**ページ**.

二食生活に戻すのに、すごい時間がかかった。
なぜそこまで二食生活にしようとしているのか。

それは、私が、そのような食べ方をしたいからで、
ただそれだけの理由なのだ。

先日、触れてみたい楽器があって、体験をさせてもらった。
私は、4月から、まずはやってみよう、と
この楽器の指導を受けることに決めた。

これも理由はシンプルだった。

その人が演奏している音を動画で見て聴いた時、
私は、その人のような、強く、個性のある音でひいてみたい、
と思ったからなのだ。ただそれだけの理由だ。

まったく初めて出会った楽器だ。
あの音を出してみたい。やってみたいのだ。

今、私は、このたった「2つ」のことにしか、
リアリティーのある関心がない。

二食生活と初めての楽器。

私は、この2つに「懸けたい」と思っている。

懸ける、とはどういうことか、というと、
これらは、まったくどうでもいいことなんかじゃない、と
私自身が自覚することだ。

どうでもいいことじゃない、と自覚することは、
その逆に、価値があることだ、とすることではない。
どうでもいいとかどうでもよくないとか、
それらは毒親の判断基準だからだ。


自分で、やる。


そこに、どうでもいいものなど何一つない。
やろうとしていること、やっていること、
それら、その連続が、すべて、即「結果」だ。
価値云々ではなく、私の生そのもの、それ自身。

2月末に大風邪をひいて、
「痛みと二人ぼっち」の病床を過ごしたが、
そのリアルな体験が不安なく満ちていたのは、
外部からのどんなものも、
「私たち」を脅かすことはできなかったからだ。

二食生活も、新しい楽器経験も、
私は、それらと二人ぼっちのリアリティーの中にいる時、
外部のすべては、

「味方」

になる。脅かしたり、不安を与えるどころか、
どんな未知なものも、というか、未知なものしかないように思える外部は、
私たちにとって、すべて、味方にしか思えなくなる。

私が、今、ここで思うこの「味方」という感覚は、
一方に「敵」がいる、という感覚ではなく、
「ありとあらゆるものが、自分の経験としか思えない」
という感覚である。

どうしてそう思うか、なぜ、そこまでに自分中心に
外部が存在しているように感じるか、というと、
ここに、「懸ける」という生き方があるからだと思う。

昨日、ある本を読んでいたのだが、
戦時中に、一日一人おにぎり一個しか配給がなく、
おなかがすく2人の我が子に、自分の分を半分にして
分け与える母親の描写があった。

幼い子をおぶり、なんとか食べられるものはないかと歩き、
意識は遠のき、切り株に座りこむ。その時、通りがかりの人から、
しっかりしてください、と黒砂糖を口に入れられ、ハッと
意識を取り戻す場面が描かれていた。

こうやって、「懸けて」生きた人にとって、
意識が遠のき、切り株に腰をおろしているその時も、
黒砂糖で意識を取り戻していく時も、
どちらも、決して、不幸ではない。
どちらも、十全に、その人の生の一部だからだ。

**練習問題**.
(a) 二食生活と楽器についての文章で、筆者はいつから楽器の指導を受けることに決めましたか。
(b) 二食生活と楽器についての文章の続きを書いてください。
この後の一覧は、別の出典から取ったものです。

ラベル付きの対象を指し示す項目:
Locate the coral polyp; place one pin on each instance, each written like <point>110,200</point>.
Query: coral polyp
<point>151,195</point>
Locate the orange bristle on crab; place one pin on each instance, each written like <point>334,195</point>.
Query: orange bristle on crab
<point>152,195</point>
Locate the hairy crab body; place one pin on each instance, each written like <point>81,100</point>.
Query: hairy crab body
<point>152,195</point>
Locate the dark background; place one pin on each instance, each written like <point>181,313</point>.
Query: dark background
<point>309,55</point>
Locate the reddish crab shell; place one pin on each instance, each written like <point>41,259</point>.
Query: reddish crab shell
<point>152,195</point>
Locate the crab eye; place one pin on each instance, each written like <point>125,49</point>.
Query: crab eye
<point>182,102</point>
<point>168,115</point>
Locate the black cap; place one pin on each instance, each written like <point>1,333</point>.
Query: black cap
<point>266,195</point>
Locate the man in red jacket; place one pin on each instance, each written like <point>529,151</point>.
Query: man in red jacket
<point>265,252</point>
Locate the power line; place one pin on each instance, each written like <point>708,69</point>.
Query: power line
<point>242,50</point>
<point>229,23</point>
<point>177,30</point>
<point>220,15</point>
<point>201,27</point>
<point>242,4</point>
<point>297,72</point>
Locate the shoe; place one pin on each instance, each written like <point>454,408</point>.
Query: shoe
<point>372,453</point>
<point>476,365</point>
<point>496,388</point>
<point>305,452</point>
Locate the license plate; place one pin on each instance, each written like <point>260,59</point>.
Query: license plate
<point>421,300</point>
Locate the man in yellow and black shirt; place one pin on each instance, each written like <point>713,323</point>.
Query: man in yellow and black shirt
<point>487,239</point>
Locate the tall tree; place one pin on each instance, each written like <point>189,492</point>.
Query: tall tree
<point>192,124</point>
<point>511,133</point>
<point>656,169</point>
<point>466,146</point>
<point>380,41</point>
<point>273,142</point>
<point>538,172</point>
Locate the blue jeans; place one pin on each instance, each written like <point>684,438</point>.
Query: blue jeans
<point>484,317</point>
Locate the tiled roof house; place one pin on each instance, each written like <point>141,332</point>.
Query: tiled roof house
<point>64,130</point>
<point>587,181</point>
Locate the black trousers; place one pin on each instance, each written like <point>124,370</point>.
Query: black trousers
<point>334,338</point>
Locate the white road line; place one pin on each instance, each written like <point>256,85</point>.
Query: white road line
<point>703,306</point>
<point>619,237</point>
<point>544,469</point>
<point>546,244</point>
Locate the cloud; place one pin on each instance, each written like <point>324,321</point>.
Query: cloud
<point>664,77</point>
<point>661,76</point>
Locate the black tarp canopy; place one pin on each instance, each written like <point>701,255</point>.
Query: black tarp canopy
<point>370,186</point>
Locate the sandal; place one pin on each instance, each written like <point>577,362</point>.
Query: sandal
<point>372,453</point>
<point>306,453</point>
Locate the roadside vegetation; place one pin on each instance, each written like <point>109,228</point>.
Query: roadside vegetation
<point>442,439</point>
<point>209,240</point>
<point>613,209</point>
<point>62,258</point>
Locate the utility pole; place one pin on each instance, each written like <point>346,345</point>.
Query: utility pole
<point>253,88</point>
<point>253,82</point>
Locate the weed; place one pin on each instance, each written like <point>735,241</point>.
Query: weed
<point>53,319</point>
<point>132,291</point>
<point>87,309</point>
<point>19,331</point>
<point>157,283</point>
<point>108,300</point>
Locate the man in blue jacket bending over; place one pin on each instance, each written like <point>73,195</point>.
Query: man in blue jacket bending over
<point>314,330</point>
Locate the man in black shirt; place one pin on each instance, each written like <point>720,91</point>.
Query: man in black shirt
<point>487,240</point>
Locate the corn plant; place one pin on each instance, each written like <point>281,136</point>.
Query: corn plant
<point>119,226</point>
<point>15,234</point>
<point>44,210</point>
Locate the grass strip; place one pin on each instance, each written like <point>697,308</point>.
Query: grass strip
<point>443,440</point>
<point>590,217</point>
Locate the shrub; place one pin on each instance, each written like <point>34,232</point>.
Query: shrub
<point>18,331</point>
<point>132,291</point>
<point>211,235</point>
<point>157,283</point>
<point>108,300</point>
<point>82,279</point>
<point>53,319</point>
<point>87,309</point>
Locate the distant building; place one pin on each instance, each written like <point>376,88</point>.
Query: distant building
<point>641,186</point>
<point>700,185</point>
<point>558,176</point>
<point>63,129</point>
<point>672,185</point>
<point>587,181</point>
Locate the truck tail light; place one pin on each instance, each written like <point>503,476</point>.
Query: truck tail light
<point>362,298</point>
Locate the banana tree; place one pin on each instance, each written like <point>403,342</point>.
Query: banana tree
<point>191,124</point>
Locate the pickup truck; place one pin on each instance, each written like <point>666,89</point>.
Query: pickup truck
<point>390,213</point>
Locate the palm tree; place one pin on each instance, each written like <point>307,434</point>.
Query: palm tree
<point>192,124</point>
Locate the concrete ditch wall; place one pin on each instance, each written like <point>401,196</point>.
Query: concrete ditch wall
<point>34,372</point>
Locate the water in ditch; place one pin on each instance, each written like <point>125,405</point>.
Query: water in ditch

**解答一覧**.
(a) 4月からです。

(b)
自分の生の一部のものを、

「どうでもいい」となどは
思わなくなる。

どうでもよかったのは、つねに、
毒親の思惑が、どうでもよかったのだ。
そうやって、どうでもいいとぼやくACゾンビになったのだ。
世代間連鎖し続けた「どうでもいい病」。
死ねないからしかたなく生きている種族の病だ。

しかし、ここは「路上」だ。

毒親の思惑など、転がっちゃいないのだ。
ここには、「自分しか」いないのだ。

今経験しているものが何であれ、
「どうでもいいもの」
なんて一つもないのだ。

懸命に生きる以外、ありえないからだ。


黒砂糖を口にした時、その母親は、
きっとこう感じたのではないだろうか?

「この子たちを守らないと」

と。

消えることのなかった炎。

懸けている生は、決して「消えない」。

誰も、どんな外部も、消すことができない。


4月より、私は、

「打身」

と名づけたいその楽器から、
私が奏でたい音を奏でることに
すべてを懸けたい、と思っている。

好きなことをやることは、
決して、そんなことでも、どうでもいいことなんかじゃない。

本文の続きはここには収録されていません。